→ Activity:
Go through the following data and transcribe exactly the stretch of lines from the one holding "instances of green" to the one holding "instances of gold", both included.

**** Data for review ****

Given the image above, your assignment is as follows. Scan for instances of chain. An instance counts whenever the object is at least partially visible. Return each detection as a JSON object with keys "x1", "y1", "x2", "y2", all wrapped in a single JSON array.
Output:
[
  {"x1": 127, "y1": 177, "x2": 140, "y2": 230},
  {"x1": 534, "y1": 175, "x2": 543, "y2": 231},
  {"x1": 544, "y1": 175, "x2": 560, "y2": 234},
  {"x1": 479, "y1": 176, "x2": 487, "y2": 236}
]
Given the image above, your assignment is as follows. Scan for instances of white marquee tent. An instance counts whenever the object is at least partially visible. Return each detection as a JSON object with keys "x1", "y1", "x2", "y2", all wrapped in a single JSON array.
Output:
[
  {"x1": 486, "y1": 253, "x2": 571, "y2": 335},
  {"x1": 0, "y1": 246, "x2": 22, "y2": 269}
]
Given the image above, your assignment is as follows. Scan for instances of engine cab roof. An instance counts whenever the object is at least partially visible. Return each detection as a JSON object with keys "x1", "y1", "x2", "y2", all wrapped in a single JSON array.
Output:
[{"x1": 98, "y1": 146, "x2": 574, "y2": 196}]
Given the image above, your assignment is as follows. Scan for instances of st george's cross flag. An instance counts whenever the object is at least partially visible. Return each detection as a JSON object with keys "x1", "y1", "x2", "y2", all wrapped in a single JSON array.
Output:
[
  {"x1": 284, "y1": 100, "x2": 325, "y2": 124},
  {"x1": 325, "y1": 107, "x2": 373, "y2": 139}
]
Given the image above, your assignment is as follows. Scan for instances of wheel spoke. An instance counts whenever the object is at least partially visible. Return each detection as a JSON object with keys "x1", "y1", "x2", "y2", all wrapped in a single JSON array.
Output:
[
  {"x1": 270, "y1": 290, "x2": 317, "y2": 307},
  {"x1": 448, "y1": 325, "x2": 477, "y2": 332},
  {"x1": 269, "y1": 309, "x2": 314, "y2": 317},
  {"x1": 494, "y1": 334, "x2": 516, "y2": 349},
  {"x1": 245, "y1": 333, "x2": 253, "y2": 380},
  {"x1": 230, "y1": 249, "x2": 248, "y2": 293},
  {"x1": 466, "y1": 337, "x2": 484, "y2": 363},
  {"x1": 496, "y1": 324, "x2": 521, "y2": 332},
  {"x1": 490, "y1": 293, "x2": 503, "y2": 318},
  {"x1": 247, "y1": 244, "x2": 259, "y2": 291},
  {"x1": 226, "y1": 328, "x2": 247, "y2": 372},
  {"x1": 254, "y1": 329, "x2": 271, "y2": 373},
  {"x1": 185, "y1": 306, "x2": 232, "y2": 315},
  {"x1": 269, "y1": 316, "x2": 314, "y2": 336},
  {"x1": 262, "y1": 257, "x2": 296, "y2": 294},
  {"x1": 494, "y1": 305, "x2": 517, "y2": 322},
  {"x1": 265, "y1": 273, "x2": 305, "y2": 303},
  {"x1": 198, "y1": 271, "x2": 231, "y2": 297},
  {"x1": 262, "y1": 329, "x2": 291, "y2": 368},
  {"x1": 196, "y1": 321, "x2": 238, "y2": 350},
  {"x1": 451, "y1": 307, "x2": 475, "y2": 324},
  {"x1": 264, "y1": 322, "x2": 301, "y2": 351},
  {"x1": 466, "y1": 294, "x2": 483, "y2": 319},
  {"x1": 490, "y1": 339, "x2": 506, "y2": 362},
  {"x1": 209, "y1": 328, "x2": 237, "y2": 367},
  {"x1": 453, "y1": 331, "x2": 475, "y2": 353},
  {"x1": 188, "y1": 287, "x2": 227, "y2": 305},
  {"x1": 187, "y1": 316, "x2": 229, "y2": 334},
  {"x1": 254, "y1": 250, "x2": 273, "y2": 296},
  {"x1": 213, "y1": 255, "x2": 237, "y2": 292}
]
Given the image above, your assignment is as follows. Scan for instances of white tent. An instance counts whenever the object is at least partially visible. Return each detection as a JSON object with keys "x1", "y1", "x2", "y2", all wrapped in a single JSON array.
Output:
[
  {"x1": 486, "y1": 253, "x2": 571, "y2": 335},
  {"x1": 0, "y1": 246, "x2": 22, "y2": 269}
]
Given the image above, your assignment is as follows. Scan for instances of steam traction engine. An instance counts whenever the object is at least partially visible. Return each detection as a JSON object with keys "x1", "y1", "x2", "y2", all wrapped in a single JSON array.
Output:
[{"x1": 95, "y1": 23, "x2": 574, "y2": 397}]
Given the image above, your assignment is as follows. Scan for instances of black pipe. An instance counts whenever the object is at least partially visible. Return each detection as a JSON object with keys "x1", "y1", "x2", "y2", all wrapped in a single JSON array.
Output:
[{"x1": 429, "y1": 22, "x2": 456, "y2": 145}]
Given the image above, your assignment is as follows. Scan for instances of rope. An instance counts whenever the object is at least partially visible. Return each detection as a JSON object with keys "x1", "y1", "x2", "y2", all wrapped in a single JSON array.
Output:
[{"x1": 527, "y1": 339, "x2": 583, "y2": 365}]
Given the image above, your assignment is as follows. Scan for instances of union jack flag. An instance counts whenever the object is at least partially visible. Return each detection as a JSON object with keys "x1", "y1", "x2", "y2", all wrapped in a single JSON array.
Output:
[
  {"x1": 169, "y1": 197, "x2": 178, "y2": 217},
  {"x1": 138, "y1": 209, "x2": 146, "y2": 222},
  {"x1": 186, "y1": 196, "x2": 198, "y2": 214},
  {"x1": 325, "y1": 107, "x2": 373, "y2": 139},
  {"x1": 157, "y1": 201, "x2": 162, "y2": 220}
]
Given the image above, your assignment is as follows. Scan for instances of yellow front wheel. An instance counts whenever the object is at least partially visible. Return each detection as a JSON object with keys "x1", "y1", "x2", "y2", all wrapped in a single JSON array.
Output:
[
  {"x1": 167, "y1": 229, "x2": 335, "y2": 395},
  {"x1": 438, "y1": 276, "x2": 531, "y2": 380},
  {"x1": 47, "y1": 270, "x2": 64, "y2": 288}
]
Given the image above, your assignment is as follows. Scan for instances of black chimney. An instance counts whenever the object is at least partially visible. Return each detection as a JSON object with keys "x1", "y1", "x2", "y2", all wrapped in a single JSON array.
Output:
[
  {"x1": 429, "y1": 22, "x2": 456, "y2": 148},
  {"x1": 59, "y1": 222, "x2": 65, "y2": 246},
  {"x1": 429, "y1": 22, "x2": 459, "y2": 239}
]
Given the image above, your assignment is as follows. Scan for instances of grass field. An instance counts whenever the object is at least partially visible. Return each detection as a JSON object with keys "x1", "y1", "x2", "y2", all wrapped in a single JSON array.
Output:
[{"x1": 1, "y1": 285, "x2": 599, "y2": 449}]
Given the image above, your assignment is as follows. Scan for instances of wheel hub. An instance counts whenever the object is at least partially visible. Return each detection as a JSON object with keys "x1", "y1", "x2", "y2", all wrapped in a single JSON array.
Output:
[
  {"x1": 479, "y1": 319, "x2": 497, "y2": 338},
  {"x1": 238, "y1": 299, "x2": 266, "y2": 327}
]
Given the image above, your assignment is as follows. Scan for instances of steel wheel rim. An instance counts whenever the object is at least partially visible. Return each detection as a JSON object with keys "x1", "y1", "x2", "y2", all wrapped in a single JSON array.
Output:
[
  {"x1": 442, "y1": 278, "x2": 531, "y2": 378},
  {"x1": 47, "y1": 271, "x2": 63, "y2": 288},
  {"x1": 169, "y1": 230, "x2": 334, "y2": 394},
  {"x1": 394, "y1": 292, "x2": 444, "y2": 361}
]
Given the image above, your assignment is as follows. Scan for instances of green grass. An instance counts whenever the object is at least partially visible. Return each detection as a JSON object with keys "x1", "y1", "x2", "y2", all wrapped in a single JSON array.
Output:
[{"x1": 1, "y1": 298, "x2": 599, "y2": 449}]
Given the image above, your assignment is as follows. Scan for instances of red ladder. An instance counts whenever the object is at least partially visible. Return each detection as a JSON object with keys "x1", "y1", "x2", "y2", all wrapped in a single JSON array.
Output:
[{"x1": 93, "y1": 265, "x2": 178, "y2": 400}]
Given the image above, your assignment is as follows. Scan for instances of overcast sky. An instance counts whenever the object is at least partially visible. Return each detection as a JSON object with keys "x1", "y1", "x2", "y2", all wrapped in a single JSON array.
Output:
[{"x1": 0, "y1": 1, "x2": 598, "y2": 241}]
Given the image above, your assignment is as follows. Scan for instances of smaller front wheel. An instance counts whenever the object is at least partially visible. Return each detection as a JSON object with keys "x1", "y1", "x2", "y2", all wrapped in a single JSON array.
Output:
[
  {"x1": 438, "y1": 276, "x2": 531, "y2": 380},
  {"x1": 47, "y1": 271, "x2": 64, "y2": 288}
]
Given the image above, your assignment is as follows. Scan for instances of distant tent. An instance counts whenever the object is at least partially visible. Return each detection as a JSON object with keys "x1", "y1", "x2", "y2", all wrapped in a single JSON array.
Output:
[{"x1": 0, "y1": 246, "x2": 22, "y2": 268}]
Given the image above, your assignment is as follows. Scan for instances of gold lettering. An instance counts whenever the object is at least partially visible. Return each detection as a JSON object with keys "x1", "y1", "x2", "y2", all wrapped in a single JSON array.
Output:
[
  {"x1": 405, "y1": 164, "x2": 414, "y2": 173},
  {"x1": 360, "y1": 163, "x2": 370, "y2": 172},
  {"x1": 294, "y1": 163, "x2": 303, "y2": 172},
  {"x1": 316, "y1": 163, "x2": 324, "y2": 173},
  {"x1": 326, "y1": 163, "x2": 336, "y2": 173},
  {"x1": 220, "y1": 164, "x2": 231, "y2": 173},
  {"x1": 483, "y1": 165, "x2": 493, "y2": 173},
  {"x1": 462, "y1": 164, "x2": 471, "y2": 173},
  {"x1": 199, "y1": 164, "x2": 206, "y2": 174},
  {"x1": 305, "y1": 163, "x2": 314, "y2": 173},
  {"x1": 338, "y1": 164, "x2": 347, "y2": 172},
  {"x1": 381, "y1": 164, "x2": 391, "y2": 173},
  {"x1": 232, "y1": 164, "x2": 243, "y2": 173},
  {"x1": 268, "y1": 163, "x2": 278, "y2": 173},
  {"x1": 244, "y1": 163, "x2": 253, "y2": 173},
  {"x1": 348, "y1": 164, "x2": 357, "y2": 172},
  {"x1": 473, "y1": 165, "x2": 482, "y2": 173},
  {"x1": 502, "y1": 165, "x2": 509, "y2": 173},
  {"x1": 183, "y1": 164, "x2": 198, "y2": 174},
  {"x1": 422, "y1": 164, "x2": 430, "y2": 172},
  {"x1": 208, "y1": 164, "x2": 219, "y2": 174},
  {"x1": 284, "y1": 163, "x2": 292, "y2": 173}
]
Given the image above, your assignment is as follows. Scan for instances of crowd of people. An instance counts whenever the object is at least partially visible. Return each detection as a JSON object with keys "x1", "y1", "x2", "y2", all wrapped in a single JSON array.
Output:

****

→ Solution:
Given the image above, your assignment is as follows. Scan for instances of green grass. An instance counts whenever the object is at least partially visible. Return each detection as a JSON object with keys "x1", "y1", "x2", "y2", all wrapped in a single JSON array.
Output:
[{"x1": 1, "y1": 298, "x2": 599, "y2": 449}]
Given the image above, your assignment is as follows. Scan for instances of red ladder. An instance counts whenever the object is at least partially visible. Return each detection as a JSON object with keys "x1", "y1", "x2", "y2", all wrapped in a single JSON array.
Output:
[{"x1": 93, "y1": 265, "x2": 178, "y2": 400}]
Given the image above, your assignment is as follows. Scan for instances of overcast sky. An instance counts whenever the object is at least partially visible. Return each detection as a JSON object with keys "x1", "y1", "x2", "y2", all wrapped in a single JSON array.
Output:
[{"x1": 0, "y1": 1, "x2": 598, "y2": 241}]
Given the image above, your assignment is as follows. Scan for instances of smaller front wheel. An instance counts whenever the object is at least partially visible. Return each detection as a JSON object with keys "x1", "y1", "x2", "y2", all wrapped in a single JSON array.
Output:
[
  {"x1": 438, "y1": 276, "x2": 531, "y2": 380},
  {"x1": 47, "y1": 271, "x2": 64, "y2": 288}
]
Given the image above, your assignment is as follows. Scan for instances of distant tent. An instance counts whenever the object is at least partially visible. Return each detection as a JSON object with keys "x1", "y1", "x2", "y2", all wrapped in a single JSON array.
Output:
[{"x1": 0, "y1": 246, "x2": 22, "y2": 268}]
Given the image above, your assignment is as follows. Scan for instances of gold lettering. An instance counts whenever the object is at least partially visible. Return each detection as a JSON object with keys "x1", "y1", "x2", "y2", all wrapped in a single JSON array.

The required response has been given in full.